How to Care for Glacier Pothos – 9 Great Hints

Like a frozen masterpiece thawing in your living room, the Glacier Pothos bursts onto the scene as a living testament to Mother Nature’s artistic prowess. Set on a mission to turn your home into botanical brilliance.

Those elegant green tendrils had me too. Let’s be honest; nurturing it isn’t just a task but a journey of connection with the evergreen wonders of our world.

This Pothos loves a little sun but shies away from direct sunlight that might scorch its tender leaves. When watering, let the soil dry out before swooping in with a drink. Trust me – the hydration tango keeps its tender leaves looking as fabulous as ever.

Let’s dig into the nitty-gritty of pampering this evergreen wonder so it can flaunt its leafy fabulousness.

glacier pothos

Table of Contents

Does Glacier Pothos Need Bright Light?

The Glacier Pothos is a sun-lover who’s a bit picky. It thrives under bright, indirect light – the kind that’s not blinding but keeps things well-lit.

If your plant starts stretching and reaching out, this is a sign it’s feeling a bit light-deprived. On the other hand, if you notice the leaves turning brown or yellow, it’s like the plant’s way of telling you it’s too much!

The light intensity can vary with the seasons, so watch how your plant responds. When light levels dip in winter, you should bring your Glacier Pothos a tad closer to the window. If your plant doesn’t receive enough light, it might revert to producing more green leaves to maximize photosynthesis. 

sun coming through window on plants

Pothos plants love a bit of variety, too. Give your Pothos Glacier a little twist every few weeks to ensure all sides get a fair share of light.

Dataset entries
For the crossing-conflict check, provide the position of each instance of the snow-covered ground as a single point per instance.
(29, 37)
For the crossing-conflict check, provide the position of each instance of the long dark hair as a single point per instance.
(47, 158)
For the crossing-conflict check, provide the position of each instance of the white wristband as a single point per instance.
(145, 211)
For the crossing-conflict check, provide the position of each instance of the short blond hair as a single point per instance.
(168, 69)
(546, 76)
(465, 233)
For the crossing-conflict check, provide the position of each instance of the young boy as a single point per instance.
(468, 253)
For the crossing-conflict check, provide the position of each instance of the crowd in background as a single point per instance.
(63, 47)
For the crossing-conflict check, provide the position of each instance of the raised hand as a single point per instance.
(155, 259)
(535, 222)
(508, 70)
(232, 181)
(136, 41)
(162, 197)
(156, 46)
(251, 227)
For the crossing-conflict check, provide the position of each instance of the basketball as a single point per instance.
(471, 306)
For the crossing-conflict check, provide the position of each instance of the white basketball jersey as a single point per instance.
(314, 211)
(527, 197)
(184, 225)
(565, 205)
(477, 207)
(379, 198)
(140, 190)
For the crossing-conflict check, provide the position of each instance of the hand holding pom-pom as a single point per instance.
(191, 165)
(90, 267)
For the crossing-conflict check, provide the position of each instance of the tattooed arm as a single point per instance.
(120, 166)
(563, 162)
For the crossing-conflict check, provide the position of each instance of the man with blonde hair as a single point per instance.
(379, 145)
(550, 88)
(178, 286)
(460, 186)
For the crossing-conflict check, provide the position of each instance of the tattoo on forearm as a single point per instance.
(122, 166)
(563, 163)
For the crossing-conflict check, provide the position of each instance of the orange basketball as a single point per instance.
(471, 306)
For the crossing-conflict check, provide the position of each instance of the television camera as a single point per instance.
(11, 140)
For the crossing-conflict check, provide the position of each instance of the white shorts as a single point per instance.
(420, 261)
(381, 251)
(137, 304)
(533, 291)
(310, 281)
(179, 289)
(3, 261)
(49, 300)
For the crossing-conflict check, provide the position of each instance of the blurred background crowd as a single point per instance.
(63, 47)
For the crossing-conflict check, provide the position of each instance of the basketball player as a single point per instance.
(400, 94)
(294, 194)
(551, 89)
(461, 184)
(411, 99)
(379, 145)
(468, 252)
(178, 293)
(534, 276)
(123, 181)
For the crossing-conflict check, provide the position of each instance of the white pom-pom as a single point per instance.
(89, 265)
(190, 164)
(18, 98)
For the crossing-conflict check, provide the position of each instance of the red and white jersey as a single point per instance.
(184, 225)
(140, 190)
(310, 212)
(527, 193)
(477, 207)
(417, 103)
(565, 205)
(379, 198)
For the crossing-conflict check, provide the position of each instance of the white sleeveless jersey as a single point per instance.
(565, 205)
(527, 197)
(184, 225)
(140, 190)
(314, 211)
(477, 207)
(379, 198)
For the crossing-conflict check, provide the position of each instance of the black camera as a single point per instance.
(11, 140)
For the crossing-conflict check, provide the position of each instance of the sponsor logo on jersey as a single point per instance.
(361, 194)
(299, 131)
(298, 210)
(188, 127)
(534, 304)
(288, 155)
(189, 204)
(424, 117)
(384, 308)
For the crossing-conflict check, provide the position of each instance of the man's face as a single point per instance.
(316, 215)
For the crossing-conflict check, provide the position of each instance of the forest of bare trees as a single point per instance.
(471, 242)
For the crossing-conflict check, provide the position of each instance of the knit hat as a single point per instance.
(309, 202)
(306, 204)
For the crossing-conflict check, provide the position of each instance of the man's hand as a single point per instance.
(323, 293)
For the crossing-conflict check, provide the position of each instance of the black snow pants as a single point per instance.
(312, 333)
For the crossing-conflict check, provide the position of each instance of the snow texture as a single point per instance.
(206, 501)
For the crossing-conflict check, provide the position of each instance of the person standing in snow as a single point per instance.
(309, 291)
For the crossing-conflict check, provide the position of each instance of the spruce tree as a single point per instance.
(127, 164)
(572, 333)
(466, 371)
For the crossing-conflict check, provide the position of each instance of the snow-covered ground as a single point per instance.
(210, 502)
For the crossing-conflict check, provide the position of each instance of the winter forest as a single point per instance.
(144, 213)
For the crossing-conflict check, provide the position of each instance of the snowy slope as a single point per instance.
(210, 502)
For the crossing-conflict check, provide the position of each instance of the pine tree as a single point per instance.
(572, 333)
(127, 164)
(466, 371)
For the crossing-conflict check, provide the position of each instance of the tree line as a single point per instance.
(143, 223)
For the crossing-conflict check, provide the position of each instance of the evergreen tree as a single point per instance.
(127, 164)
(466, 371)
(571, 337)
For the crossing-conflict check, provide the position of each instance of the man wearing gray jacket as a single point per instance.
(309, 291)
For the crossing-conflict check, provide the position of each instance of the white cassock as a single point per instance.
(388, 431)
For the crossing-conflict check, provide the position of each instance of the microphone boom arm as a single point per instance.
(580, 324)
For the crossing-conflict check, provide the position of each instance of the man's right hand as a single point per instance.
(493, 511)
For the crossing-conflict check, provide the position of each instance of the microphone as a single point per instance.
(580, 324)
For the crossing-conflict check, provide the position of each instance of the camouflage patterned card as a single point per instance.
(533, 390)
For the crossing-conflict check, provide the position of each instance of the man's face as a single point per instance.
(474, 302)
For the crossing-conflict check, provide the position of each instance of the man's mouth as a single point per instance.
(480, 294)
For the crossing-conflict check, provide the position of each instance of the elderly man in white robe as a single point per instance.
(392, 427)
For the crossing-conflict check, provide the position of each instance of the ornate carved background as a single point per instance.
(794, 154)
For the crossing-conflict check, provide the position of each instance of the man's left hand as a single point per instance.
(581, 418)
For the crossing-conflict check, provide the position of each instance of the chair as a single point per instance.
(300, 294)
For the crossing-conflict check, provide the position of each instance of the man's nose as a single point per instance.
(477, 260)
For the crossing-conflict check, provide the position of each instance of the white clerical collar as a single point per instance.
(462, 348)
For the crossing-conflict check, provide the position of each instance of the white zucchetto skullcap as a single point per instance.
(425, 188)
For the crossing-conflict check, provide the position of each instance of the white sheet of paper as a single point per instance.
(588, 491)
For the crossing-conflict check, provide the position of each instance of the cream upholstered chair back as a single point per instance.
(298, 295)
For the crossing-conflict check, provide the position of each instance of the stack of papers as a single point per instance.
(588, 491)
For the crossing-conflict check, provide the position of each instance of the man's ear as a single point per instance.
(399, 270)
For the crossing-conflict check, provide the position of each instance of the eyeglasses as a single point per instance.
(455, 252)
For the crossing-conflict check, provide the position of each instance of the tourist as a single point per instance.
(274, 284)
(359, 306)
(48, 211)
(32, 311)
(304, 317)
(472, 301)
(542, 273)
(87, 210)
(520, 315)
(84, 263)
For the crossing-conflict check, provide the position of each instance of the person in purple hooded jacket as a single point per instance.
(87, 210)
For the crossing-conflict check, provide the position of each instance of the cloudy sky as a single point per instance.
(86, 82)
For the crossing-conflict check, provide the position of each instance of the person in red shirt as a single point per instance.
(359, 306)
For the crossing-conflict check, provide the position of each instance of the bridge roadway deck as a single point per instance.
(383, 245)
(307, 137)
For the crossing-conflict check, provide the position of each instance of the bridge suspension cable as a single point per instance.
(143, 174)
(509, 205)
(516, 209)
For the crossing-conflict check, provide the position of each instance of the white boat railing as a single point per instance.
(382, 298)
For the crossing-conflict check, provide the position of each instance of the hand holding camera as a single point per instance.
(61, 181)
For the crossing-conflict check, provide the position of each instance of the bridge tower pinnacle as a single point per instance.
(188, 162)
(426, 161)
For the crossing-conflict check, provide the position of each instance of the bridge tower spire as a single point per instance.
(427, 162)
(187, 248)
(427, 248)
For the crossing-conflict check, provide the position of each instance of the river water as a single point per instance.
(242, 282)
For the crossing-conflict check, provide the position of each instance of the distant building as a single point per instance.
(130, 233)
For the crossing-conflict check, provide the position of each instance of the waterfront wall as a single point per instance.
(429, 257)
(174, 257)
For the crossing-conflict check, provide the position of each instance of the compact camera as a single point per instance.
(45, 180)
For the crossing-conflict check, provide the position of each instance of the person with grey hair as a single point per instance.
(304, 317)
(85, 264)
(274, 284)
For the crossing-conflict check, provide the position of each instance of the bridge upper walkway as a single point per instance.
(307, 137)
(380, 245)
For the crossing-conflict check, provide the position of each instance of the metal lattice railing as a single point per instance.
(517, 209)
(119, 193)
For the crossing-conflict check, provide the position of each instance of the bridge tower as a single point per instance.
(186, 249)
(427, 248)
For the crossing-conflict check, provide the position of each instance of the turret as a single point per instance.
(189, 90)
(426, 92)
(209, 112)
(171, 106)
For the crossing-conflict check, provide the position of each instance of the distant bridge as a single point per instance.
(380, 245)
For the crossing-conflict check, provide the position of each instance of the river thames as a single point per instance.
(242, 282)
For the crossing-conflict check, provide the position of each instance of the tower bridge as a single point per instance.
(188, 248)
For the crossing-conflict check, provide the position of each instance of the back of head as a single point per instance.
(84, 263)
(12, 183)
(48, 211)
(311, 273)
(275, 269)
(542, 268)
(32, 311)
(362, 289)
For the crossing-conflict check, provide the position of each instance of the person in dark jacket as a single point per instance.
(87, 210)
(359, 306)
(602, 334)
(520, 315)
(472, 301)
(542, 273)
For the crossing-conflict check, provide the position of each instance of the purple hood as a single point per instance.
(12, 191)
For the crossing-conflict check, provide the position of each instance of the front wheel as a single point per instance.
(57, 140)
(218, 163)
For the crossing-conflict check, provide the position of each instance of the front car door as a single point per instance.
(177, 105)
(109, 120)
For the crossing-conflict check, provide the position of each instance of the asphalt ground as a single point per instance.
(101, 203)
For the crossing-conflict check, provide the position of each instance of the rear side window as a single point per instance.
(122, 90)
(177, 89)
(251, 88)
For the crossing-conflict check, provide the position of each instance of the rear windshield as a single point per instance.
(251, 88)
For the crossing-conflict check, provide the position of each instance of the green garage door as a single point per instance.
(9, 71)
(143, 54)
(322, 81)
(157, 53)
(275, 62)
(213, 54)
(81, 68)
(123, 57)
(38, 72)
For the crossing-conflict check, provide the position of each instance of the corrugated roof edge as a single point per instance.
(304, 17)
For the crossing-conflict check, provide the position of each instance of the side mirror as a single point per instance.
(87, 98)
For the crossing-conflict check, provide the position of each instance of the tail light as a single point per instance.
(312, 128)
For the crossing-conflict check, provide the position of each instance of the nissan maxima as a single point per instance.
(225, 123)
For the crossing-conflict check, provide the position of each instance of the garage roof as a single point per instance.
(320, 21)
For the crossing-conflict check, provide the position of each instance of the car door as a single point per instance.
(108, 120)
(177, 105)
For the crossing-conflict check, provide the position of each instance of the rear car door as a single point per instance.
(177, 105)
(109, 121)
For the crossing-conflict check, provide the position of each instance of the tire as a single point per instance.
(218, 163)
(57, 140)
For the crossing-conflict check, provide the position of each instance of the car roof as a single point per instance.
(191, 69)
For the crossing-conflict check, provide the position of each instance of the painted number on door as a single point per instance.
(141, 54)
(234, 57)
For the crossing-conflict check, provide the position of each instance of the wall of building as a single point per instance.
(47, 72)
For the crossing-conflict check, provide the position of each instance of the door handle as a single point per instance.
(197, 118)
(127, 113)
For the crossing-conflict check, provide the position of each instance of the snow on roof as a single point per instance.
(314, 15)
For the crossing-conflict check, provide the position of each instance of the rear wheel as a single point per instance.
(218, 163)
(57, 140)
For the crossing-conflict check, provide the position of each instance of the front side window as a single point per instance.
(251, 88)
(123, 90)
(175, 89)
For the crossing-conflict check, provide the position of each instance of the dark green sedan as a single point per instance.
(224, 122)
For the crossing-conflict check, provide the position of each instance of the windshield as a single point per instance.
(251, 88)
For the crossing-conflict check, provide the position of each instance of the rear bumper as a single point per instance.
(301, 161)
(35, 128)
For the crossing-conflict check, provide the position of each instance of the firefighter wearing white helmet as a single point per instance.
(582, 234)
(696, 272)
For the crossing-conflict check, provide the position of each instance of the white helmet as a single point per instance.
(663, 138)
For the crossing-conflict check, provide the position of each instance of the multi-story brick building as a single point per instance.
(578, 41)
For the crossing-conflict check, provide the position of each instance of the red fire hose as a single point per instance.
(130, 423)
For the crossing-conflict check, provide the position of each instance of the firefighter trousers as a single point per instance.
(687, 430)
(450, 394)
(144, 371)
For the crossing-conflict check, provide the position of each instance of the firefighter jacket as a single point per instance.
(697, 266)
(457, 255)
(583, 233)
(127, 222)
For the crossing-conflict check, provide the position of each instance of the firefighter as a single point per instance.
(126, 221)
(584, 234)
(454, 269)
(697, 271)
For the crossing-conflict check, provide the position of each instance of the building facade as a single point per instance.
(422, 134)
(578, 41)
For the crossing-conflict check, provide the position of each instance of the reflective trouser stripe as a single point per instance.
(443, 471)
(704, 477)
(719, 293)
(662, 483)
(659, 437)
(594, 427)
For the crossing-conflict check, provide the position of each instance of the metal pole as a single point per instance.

WORK TO BE COMPLETED –
Retype the passage of the Glacier Pothos care guide that opens with the words containing "Those elegant green" and closes with "its leafy fabulousness.". The data plays no part in this exercise.

TASK SOLUTION –
Those elegant green tendrils had me too. Let’s be honest; nurturing it isn’t just a task but a journey of connection with the evergreen wonders of our world.

This Pothos loves a little sun but shies away from direct sunlight that might scorch its tender leaves. When watering, let the soil dry out before swooping in with a drink. Trust me – the hydration tango keeps its tender leaves looking as fabulous as ever.

Let’s dig into the nitty-gritty of pampering this evergreen wonder so it can flaunt its leafy fabulousness.